Instructions for the task: Which lines to output? The line containing "of the building" and every line after it in the data below, each copied exactly.

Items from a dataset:
───

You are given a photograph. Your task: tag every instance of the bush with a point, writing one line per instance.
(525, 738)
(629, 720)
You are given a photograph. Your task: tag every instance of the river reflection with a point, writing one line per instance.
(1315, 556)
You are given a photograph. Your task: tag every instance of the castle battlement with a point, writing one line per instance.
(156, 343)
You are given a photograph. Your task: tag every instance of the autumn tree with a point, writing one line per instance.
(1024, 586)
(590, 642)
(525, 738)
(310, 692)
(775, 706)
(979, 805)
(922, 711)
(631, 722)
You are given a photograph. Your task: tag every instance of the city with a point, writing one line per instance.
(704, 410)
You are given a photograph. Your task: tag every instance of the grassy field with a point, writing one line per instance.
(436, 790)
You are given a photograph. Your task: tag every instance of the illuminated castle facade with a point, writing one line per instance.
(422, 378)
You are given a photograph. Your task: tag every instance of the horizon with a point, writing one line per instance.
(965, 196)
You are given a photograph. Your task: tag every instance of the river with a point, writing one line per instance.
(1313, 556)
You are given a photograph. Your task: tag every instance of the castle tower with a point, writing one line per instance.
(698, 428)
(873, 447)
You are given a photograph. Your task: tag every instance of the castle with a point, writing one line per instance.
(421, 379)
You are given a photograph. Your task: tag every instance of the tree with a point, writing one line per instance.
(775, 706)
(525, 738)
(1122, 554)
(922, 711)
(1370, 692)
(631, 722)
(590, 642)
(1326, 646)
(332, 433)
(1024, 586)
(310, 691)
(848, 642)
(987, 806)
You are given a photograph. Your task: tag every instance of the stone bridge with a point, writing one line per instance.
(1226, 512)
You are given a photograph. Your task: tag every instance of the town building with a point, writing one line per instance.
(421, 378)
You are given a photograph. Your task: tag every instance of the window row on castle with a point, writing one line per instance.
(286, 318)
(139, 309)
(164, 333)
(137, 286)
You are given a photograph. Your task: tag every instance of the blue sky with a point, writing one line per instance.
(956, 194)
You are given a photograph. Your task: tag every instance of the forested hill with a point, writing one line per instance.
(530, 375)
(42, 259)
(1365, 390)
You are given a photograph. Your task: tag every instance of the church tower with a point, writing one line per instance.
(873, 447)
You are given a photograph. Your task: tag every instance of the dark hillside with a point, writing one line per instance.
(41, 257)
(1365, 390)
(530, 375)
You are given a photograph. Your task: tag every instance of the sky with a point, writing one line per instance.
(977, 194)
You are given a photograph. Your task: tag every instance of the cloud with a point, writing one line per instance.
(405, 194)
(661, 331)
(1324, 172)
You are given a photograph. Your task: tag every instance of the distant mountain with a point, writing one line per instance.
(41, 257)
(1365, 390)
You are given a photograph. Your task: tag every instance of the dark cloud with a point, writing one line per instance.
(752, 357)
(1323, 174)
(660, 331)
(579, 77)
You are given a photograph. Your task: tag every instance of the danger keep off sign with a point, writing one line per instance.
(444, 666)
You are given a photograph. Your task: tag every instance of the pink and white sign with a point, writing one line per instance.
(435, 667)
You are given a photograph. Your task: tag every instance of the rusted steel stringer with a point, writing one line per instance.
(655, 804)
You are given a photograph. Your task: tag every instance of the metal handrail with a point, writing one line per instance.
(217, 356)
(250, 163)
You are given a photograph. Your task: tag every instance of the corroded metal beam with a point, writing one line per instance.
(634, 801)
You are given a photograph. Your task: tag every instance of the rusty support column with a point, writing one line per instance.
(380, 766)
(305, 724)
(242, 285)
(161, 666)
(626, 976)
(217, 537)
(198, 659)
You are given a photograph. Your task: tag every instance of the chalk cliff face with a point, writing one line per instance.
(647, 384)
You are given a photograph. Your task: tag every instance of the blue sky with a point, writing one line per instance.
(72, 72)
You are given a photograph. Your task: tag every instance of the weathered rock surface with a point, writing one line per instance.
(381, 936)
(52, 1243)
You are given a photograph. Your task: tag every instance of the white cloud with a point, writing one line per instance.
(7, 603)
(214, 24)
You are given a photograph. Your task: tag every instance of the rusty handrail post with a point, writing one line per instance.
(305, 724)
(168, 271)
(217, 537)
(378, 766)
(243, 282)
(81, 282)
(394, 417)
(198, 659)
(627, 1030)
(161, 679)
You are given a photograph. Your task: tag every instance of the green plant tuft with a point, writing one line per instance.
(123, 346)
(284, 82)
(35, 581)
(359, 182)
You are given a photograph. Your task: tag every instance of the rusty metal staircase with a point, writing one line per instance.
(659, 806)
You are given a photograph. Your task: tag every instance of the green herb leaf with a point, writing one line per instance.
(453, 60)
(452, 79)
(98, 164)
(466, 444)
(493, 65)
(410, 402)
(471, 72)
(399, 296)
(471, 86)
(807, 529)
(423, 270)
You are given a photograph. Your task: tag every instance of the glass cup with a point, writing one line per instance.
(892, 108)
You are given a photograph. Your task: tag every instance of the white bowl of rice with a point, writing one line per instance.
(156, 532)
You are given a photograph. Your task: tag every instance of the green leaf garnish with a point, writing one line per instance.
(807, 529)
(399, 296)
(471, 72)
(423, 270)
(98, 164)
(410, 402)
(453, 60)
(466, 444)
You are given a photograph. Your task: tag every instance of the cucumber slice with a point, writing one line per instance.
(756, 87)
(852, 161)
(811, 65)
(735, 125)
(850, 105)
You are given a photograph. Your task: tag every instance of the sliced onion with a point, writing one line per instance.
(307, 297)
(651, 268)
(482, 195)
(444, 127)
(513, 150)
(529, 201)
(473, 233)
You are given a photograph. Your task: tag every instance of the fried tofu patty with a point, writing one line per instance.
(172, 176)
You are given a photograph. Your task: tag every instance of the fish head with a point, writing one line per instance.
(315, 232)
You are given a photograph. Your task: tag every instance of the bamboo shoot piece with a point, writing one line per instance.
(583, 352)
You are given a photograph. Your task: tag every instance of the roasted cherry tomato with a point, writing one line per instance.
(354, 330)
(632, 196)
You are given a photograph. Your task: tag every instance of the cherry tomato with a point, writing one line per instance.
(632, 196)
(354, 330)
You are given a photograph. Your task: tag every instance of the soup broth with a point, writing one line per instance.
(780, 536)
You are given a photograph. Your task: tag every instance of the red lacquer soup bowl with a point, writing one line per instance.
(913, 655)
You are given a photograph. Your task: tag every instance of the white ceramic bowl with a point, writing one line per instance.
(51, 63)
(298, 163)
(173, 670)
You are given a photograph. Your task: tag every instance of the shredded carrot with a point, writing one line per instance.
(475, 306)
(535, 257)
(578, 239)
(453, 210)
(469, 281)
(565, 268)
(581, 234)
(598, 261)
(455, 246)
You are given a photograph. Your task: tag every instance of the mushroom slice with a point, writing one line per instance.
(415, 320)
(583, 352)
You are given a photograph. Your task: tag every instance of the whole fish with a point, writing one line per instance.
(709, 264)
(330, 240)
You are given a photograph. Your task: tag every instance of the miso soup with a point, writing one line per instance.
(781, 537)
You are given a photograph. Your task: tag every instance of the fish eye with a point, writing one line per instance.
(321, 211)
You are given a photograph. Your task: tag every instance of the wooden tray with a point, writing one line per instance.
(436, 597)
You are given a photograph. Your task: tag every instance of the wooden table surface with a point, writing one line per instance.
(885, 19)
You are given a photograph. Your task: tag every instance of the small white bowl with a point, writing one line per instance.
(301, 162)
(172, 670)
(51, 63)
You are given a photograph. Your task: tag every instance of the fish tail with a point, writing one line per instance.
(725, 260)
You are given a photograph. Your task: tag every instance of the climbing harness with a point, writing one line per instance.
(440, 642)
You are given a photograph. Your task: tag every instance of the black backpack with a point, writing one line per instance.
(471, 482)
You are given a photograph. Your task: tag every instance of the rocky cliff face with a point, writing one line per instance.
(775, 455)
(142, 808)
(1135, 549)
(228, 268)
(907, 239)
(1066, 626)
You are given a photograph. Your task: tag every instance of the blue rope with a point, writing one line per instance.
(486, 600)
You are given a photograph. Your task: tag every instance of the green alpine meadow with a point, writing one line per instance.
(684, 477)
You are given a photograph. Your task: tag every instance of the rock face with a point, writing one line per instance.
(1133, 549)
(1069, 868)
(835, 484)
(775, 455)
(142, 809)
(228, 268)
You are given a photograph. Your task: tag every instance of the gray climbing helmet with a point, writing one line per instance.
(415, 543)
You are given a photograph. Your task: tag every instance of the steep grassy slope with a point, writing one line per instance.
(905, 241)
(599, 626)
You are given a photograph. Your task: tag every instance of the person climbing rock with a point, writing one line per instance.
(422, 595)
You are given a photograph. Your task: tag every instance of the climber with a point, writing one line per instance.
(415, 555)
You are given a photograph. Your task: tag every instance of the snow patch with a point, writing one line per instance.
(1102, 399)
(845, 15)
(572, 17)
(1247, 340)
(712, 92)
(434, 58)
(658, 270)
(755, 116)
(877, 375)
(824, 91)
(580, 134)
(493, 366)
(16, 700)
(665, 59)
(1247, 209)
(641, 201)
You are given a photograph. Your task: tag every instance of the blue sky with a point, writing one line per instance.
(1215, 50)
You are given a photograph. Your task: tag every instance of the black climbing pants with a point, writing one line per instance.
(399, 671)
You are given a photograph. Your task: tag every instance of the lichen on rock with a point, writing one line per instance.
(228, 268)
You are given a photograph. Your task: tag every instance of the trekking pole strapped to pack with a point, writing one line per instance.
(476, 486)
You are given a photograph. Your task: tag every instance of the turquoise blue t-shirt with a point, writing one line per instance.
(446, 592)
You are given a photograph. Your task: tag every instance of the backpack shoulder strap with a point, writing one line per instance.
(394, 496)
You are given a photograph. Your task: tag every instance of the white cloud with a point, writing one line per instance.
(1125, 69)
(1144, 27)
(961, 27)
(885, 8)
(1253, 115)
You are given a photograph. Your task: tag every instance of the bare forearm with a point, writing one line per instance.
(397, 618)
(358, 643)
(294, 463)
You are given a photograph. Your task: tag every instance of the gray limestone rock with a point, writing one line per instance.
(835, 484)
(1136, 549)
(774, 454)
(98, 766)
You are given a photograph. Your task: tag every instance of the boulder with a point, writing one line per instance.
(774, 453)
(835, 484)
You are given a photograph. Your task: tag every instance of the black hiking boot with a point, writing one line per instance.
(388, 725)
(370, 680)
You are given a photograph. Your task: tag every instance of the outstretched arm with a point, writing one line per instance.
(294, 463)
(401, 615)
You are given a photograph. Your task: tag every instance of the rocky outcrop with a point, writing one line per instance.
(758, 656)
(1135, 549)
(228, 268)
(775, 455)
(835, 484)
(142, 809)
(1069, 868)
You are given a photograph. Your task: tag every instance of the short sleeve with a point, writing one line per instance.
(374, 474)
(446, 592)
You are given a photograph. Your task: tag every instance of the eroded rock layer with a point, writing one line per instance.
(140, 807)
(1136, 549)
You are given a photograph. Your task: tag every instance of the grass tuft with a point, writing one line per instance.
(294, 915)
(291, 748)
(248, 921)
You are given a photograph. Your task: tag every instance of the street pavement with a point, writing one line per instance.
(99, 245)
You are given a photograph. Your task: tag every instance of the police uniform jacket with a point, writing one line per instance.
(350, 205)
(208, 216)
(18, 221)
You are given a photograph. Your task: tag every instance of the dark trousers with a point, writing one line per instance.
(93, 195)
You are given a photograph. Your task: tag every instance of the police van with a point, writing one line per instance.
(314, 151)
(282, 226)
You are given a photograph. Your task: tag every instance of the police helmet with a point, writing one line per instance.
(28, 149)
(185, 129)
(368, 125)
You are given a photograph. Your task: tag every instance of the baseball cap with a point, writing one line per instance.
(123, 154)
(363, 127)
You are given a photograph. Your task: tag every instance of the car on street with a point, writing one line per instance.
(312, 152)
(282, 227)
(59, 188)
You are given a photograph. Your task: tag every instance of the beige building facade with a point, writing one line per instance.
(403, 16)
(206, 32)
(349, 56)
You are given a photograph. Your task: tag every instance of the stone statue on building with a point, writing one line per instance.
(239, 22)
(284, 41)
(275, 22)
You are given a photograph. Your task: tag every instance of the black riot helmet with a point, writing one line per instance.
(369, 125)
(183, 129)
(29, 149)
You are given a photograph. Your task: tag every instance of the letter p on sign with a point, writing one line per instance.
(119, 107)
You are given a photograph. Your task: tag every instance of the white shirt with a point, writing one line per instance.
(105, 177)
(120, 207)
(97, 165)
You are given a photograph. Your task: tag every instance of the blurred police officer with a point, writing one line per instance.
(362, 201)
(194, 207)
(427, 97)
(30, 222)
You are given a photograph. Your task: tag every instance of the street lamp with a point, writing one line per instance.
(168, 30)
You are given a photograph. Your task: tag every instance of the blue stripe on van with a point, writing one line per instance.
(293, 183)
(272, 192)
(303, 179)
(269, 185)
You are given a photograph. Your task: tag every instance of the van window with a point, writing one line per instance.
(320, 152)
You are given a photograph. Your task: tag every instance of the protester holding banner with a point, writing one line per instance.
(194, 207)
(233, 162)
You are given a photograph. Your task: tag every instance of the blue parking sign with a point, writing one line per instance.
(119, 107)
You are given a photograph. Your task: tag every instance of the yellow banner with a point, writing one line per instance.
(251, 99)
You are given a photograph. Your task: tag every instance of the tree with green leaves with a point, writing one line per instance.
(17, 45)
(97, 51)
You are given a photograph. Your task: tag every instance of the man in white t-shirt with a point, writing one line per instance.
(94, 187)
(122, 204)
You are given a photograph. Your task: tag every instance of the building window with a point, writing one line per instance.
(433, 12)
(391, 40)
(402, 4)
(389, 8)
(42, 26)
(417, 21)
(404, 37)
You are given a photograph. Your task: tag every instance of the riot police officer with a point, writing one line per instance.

───

Exercise answer:
You are given a photograph. Your task: tag every instance of the building window with a point, writing one line per instance.
(433, 12)
(391, 40)
(402, 4)
(389, 8)
(42, 26)
(417, 21)
(404, 37)
You are given a photograph. Your task: tag every instance of the riot police officer with a point, writing one line per instance.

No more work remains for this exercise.